SUPPLIED PASSAGE:
====
Towards hydrocitizenship will generate initiatives and outputs including practical interventions in local landscapes, new community-environment orientated art works, and critical reflection on the nature of citizenship and community when they are re-imagined from ecological perspectives.  

HYDROCITIZENSHIP

The term hydrocitizenship has been adopted in reference to the more established notion of “ecological citizenship” which sees transformations in how society works at individual and collective levels as essential if we are to generate more meaningful, ecologically sustainable forms of society. In our project, we put this idea to work within the contemporary contexts of individual and community engagements with water.

WATER

Water is a fundamental resource for society, and at present a range of challenging water issues face communities in the UK and internationally. These include concerns over flooding, sea level rise, climate change, drought and supply security, water quality, biodiversity and landscape quality, access for recreation, water and energy (e.g. fracking), effective urban drainage, and waste management. Towards Hydrocitizenship joins a growing body of academic and policy initiatives which seek to address local  hydrospheres  (interconnected water flows and exchanges) holistically, in ways which address these interdependent issues on catchment and systems based scales.
====
SUPPLIED INFORMATION:

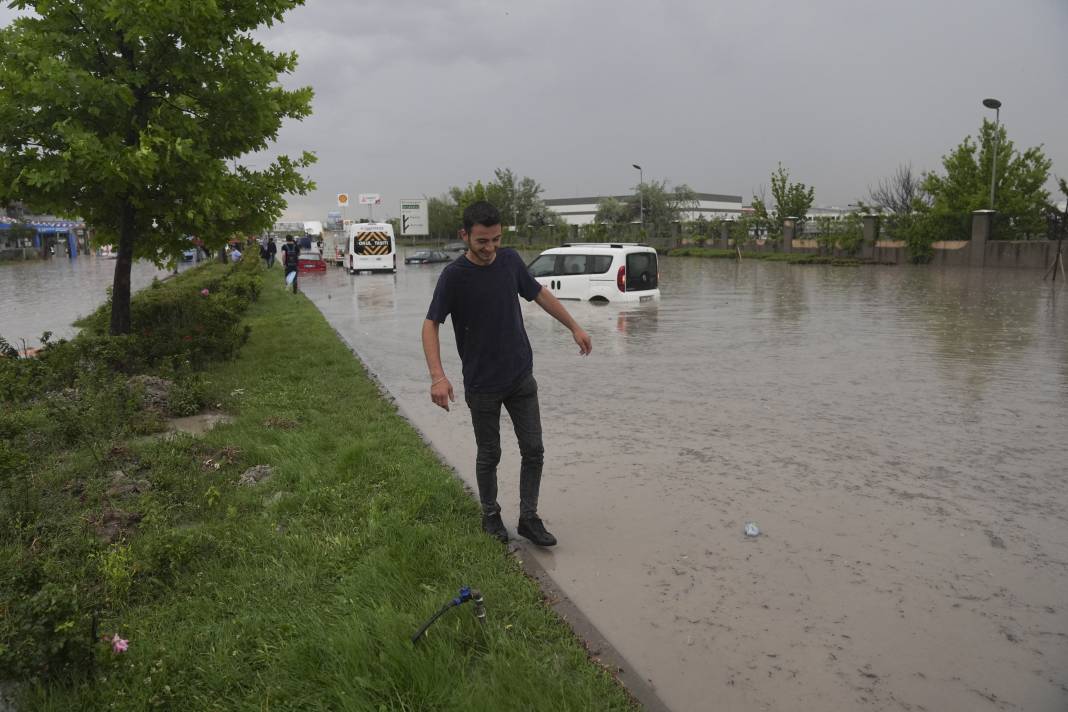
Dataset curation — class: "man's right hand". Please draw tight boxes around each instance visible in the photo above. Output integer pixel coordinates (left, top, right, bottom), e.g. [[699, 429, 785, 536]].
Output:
[[430, 378, 456, 410]]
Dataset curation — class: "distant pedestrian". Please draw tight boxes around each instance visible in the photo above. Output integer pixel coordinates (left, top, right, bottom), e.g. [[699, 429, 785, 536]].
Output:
[[282, 235, 300, 294]]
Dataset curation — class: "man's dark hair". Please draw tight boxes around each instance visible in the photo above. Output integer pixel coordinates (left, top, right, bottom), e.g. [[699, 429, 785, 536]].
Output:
[[464, 201, 501, 235]]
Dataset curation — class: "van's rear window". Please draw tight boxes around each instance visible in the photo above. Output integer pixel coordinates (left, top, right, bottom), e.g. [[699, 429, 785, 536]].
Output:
[[627, 252, 657, 291]]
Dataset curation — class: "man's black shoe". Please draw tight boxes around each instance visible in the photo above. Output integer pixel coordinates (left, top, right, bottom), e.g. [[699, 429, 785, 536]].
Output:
[[482, 512, 508, 544], [518, 517, 556, 547]]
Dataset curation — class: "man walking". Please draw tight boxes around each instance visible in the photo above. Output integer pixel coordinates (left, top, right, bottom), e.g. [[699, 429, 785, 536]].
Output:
[[282, 235, 300, 294], [423, 201, 593, 547], [267, 237, 278, 269]]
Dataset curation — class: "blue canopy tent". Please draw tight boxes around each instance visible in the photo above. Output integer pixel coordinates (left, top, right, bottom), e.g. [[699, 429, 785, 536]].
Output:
[[0, 218, 85, 257]]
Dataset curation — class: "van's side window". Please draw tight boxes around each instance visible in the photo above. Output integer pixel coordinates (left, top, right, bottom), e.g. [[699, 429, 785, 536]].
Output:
[[528, 255, 556, 276], [560, 255, 586, 274], [586, 255, 612, 274]]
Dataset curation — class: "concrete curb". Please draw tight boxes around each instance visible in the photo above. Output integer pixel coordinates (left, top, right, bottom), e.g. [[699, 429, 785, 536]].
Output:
[[320, 322, 671, 712]]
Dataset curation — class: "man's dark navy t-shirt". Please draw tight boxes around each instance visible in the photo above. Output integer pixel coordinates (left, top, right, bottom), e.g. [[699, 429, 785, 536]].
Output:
[[426, 249, 541, 393]]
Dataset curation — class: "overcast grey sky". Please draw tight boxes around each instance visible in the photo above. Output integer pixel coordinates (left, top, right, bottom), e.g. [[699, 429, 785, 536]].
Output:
[[0, 0, 1068, 219]]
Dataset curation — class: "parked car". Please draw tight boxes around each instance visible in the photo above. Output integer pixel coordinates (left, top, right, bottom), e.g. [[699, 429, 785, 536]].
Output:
[[297, 252, 327, 272], [404, 250, 452, 265], [528, 242, 660, 302]]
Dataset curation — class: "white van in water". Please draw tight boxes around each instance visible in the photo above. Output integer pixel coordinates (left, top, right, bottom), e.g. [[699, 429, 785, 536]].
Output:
[[528, 242, 660, 302], [345, 222, 397, 274]]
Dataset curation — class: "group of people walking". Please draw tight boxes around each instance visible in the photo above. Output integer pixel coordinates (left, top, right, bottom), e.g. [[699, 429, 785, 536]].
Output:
[[260, 235, 300, 294]]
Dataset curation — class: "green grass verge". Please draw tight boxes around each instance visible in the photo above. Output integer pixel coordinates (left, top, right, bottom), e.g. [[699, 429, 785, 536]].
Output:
[[12, 275, 633, 711], [668, 248, 868, 267]]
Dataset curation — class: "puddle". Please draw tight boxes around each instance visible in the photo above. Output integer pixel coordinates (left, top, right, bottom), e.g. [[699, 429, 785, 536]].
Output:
[[163, 412, 234, 438]]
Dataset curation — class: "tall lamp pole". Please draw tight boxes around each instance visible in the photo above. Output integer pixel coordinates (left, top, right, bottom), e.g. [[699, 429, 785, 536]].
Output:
[[983, 99, 1001, 210], [631, 163, 645, 233]]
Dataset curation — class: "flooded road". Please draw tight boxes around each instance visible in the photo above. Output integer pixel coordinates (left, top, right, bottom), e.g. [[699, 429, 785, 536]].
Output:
[[0, 254, 181, 348], [302, 258, 1068, 711]]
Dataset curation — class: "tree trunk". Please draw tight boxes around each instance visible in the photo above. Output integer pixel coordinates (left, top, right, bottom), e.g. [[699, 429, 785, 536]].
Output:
[[111, 202, 135, 335]]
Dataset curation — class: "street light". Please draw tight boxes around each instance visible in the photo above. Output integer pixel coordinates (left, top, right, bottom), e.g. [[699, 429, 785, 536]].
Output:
[[631, 163, 645, 233], [983, 99, 1001, 210]]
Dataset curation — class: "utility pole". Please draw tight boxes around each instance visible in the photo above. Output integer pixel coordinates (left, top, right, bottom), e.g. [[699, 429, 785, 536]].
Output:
[[631, 163, 645, 235]]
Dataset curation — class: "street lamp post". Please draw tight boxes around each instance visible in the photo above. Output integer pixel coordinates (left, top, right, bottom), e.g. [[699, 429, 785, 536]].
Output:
[[983, 99, 1001, 210], [631, 163, 645, 233]]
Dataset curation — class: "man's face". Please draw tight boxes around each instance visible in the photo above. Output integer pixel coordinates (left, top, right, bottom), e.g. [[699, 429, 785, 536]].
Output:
[[460, 225, 501, 267]]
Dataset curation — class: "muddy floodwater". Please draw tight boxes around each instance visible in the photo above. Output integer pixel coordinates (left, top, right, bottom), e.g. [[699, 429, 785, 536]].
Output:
[[301, 255, 1068, 712], [0, 254, 177, 348]]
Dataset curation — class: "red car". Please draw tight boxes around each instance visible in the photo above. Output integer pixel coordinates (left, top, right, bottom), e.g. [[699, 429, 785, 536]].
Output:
[[297, 252, 327, 272]]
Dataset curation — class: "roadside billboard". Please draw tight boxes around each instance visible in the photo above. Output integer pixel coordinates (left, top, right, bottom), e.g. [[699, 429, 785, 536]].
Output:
[[401, 197, 430, 235]]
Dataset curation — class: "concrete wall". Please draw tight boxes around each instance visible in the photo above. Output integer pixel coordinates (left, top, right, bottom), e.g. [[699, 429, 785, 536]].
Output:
[[794, 240, 1068, 269]]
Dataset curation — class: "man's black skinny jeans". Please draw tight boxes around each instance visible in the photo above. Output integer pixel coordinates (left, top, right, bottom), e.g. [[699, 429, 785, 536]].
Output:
[[465, 375, 545, 517]]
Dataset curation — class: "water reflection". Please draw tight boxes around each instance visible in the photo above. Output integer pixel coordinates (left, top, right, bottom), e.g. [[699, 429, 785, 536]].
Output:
[[0, 254, 171, 347], [305, 258, 1068, 709], [900, 269, 1041, 399]]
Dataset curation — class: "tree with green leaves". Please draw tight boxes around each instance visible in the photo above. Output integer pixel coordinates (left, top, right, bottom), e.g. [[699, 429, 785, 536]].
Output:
[[753, 163, 816, 235], [0, 0, 314, 334], [628, 180, 697, 237], [921, 118, 1052, 239], [486, 169, 545, 230], [594, 196, 637, 226]]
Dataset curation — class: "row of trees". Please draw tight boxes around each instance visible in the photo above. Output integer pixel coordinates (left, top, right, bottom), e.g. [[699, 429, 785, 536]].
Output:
[[868, 118, 1055, 262], [0, 0, 314, 334], [594, 180, 697, 237], [427, 168, 566, 240]]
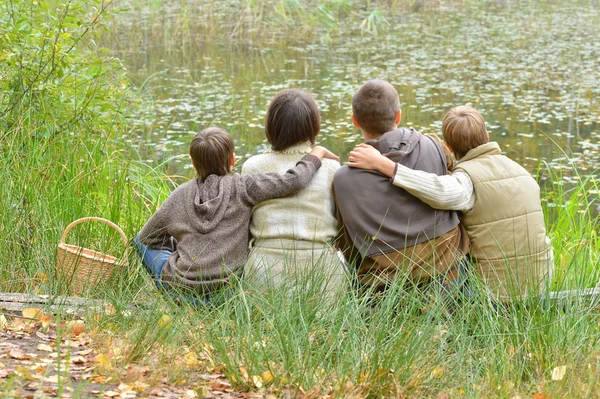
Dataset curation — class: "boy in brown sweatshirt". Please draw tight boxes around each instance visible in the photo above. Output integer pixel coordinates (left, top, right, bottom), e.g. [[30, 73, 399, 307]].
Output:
[[134, 127, 337, 302]]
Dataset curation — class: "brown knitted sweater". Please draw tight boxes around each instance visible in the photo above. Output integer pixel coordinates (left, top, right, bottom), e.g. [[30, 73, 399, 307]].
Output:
[[139, 155, 321, 294]]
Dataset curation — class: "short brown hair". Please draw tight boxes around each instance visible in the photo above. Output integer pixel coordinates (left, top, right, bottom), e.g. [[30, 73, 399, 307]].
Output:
[[352, 79, 400, 135], [442, 106, 490, 159], [265, 89, 321, 151], [190, 127, 235, 180]]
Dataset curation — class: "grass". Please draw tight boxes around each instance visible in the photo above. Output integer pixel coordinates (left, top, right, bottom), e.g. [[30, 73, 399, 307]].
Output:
[[0, 1, 600, 398]]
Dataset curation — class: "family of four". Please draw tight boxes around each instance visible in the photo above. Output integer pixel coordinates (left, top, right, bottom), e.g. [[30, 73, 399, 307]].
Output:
[[134, 79, 553, 302]]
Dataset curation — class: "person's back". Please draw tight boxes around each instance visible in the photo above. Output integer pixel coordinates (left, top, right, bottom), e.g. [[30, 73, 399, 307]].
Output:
[[334, 129, 459, 257], [242, 89, 346, 297], [454, 142, 552, 300], [352, 106, 553, 301], [135, 128, 337, 301], [334, 80, 468, 290], [242, 148, 340, 248]]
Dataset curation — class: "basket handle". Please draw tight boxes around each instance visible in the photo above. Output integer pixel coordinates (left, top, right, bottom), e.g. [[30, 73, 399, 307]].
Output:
[[60, 216, 128, 261]]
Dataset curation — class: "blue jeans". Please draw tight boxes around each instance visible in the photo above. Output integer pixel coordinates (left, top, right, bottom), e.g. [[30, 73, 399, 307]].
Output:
[[133, 234, 220, 306]]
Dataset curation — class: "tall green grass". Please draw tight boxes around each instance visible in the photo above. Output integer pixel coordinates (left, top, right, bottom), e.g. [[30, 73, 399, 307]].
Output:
[[0, 1, 600, 398]]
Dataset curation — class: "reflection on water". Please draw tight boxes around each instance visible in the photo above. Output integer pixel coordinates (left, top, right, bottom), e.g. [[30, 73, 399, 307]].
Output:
[[104, 0, 600, 209]]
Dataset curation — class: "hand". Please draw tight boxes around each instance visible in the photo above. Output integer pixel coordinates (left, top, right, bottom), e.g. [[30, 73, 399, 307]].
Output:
[[348, 143, 385, 170], [348, 143, 396, 177], [310, 145, 340, 162]]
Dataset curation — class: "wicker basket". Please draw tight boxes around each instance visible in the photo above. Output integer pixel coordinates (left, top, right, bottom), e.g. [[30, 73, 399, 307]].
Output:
[[56, 217, 128, 295]]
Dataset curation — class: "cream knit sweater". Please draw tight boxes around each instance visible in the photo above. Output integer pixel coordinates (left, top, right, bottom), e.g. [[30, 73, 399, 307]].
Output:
[[242, 142, 344, 296]]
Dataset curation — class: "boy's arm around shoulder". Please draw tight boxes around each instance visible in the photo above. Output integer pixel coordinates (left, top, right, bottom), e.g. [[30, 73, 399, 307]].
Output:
[[242, 155, 321, 206], [348, 144, 475, 212]]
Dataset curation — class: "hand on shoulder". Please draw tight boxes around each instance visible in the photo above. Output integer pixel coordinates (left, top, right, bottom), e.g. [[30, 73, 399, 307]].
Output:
[[310, 145, 340, 162], [348, 143, 396, 177]]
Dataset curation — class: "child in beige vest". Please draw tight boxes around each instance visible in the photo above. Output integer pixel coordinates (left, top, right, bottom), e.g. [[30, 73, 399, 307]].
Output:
[[348, 106, 554, 301]]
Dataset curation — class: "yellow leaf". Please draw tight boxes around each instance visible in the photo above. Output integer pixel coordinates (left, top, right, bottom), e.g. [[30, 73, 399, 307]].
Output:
[[240, 367, 250, 381], [40, 315, 52, 328], [252, 375, 262, 388], [23, 308, 44, 320], [71, 320, 85, 335], [261, 370, 273, 384], [94, 353, 110, 369], [184, 352, 198, 366], [431, 366, 444, 378], [158, 314, 173, 328], [0, 314, 8, 331], [552, 366, 567, 381], [104, 305, 117, 316], [37, 344, 53, 352], [15, 366, 32, 380]]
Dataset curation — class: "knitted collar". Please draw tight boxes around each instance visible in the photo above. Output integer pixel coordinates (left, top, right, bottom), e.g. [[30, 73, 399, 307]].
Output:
[[265, 141, 312, 154]]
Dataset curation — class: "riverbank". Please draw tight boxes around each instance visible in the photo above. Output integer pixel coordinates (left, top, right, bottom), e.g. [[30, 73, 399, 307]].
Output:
[[0, 0, 600, 398]]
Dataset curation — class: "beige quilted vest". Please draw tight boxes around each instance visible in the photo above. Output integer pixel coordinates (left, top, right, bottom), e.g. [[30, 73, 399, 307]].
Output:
[[454, 142, 553, 301]]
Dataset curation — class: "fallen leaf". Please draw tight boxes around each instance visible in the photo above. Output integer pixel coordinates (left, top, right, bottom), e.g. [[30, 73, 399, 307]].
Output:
[[94, 353, 110, 370], [261, 370, 273, 384], [8, 348, 31, 360], [36, 344, 54, 352], [0, 314, 8, 331], [435, 391, 450, 399], [552, 366, 567, 381], [23, 308, 44, 320], [44, 375, 58, 384], [158, 314, 173, 328], [252, 375, 262, 388], [71, 320, 85, 336], [71, 356, 87, 364], [184, 352, 198, 366], [104, 305, 117, 316]]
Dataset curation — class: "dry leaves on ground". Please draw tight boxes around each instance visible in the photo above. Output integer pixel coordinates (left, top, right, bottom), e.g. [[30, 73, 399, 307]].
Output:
[[0, 308, 258, 399]]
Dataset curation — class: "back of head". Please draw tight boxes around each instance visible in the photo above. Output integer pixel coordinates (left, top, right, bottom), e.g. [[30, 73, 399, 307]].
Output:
[[190, 127, 235, 180], [265, 89, 321, 151], [442, 106, 490, 159], [352, 79, 400, 136]]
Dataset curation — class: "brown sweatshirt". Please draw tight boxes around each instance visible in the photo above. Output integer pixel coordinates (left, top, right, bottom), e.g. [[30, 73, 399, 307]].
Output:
[[139, 155, 321, 294], [334, 129, 459, 258]]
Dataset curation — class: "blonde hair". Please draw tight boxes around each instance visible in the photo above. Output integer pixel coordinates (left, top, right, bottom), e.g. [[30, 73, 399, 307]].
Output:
[[442, 106, 490, 159], [190, 127, 235, 180]]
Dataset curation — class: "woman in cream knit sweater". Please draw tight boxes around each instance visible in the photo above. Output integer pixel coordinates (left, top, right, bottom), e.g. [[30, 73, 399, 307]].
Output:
[[242, 89, 345, 295]]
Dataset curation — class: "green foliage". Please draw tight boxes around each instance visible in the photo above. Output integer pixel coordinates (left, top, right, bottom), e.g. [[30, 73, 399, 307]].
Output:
[[0, 0, 166, 291]]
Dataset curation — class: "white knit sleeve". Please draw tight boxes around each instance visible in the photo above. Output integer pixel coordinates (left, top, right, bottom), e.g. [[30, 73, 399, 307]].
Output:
[[393, 164, 475, 212]]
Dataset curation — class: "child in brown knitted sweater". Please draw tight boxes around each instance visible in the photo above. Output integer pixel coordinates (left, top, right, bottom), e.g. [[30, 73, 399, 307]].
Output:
[[134, 127, 338, 302]]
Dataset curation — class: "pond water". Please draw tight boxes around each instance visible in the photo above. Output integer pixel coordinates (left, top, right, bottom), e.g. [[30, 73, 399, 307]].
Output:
[[103, 0, 600, 198]]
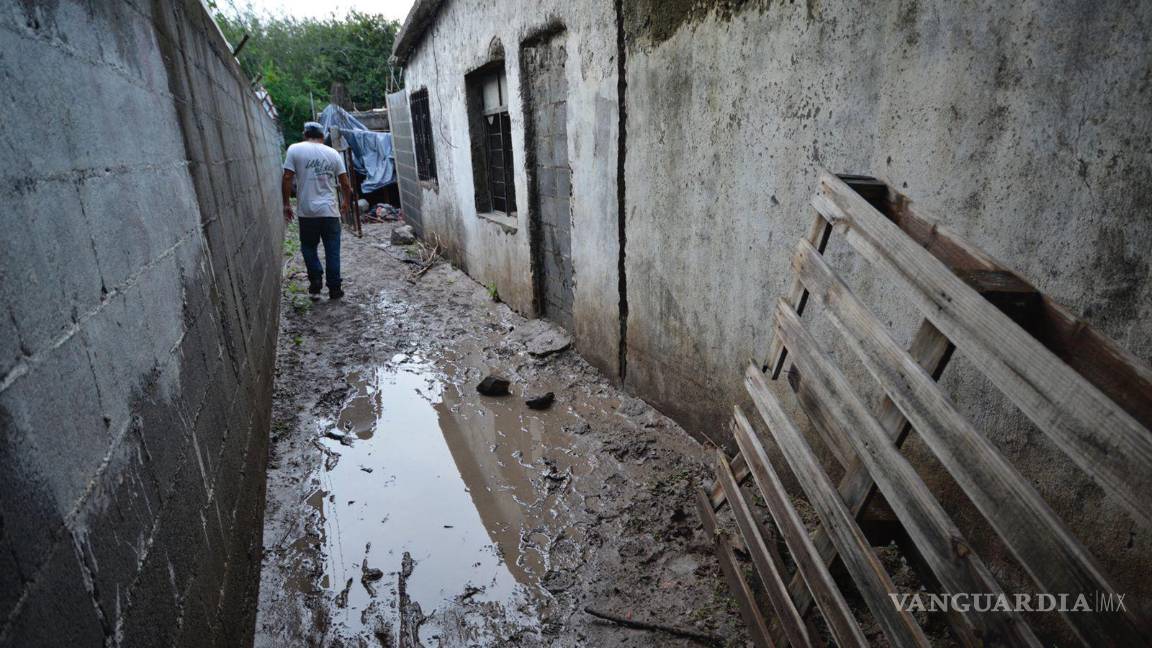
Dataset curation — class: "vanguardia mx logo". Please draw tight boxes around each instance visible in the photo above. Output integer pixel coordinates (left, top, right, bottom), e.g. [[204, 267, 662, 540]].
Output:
[[888, 592, 1128, 612]]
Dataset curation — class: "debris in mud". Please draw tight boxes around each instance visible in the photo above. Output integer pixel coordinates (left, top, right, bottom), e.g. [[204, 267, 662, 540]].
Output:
[[396, 551, 425, 648], [524, 392, 556, 409], [392, 225, 416, 246], [584, 608, 725, 646], [361, 558, 384, 598], [563, 421, 592, 435], [540, 570, 576, 594], [336, 579, 353, 608], [255, 226, 744, 648], [476, 375, 511, 395], [616, 398, 647, 416], [458, 585, 484, 603], [514, 319, 573, 357]]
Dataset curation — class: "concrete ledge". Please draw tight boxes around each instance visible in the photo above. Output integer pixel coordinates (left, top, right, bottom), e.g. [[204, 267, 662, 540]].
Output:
[[476, 211, 520, 234]]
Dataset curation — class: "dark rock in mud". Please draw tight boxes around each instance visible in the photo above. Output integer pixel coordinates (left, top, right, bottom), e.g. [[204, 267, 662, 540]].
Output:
[[392, 225, 416, 246], [476, 376, 511, 395], [563, 421, 592, 435], [524, 392, 556, 409]]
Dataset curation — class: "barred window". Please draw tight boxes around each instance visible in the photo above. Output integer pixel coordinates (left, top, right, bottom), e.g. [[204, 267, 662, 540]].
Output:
[[467, 67, 516, 214]]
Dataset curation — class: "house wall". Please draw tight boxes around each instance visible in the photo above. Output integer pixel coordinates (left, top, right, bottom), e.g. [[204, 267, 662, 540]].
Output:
[[404, 0, 620, 375], [0, 0, 283, 647], [626, 0, 1152, 642], [406, 0, 1152, 640]]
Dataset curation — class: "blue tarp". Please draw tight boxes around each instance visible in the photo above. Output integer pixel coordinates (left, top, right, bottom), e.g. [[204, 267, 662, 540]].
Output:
[[317, 104, 396, 194]]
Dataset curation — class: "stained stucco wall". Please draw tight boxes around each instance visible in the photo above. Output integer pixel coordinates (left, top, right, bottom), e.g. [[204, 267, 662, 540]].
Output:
[[406, 0, 1152, 640], [626, 0, 1152, 638], [0, 0, 282, 647], [404, 0, 620, 375]]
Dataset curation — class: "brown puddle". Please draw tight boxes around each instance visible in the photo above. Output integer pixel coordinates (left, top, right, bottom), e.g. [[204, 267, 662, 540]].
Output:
[[296, 355, 594, 646]]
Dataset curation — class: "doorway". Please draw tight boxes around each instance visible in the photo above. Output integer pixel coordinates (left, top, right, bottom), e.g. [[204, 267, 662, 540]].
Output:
[[521, 31, 576, 331]]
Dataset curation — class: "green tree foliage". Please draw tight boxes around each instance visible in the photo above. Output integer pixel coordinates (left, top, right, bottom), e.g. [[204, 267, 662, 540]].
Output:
[[215, 7, 401, 144]]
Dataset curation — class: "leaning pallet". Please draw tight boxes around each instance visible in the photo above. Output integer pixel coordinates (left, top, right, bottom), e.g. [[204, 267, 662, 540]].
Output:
[[698, 172, 1152, 647]]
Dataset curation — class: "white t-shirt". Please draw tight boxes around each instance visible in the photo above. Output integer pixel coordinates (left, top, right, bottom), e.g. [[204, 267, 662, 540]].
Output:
[[285, 142, 348, 218]]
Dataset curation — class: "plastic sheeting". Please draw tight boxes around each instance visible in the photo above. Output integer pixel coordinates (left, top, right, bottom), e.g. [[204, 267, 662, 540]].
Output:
[[317, 104, 396, 194]]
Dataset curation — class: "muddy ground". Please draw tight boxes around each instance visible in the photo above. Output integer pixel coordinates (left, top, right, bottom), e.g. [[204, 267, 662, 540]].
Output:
[[256, 219, 745, 648]]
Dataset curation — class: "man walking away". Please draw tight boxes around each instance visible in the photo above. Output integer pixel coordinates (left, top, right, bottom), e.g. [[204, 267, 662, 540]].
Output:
[[280, 121, 353, 300]]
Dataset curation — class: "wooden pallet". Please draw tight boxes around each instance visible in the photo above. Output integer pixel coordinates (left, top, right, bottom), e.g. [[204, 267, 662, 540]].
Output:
[[698, 173, 1152, 647]]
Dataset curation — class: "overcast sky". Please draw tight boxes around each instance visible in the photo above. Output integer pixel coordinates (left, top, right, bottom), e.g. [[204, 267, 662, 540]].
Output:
[[217, 0, 412, 21]]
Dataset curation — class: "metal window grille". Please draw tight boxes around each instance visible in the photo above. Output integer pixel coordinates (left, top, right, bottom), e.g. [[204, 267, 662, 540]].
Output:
[[484, 111, 516, 213], [410, 90, 435, 180]]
====
OBJECTIVE: Change "contemporary" to "present-day" in the hydrocitizenship passage, and write out everything from "The term hydrocitizenship has been" down to "engagements with water." with that change. The rows come from a different source than the text.

SOLUTION TO THE PROBLEM:
The term hydrocitizenship has been adopted in reference to the more established notion of “ecological citizenship” which sees transformations in how society works at individual and collective levels as essential if we are to generate more meaningful, ecologically sustainable forms of society. In our project, we put this idea to work within the present-day contexts of individual and community engagements with water.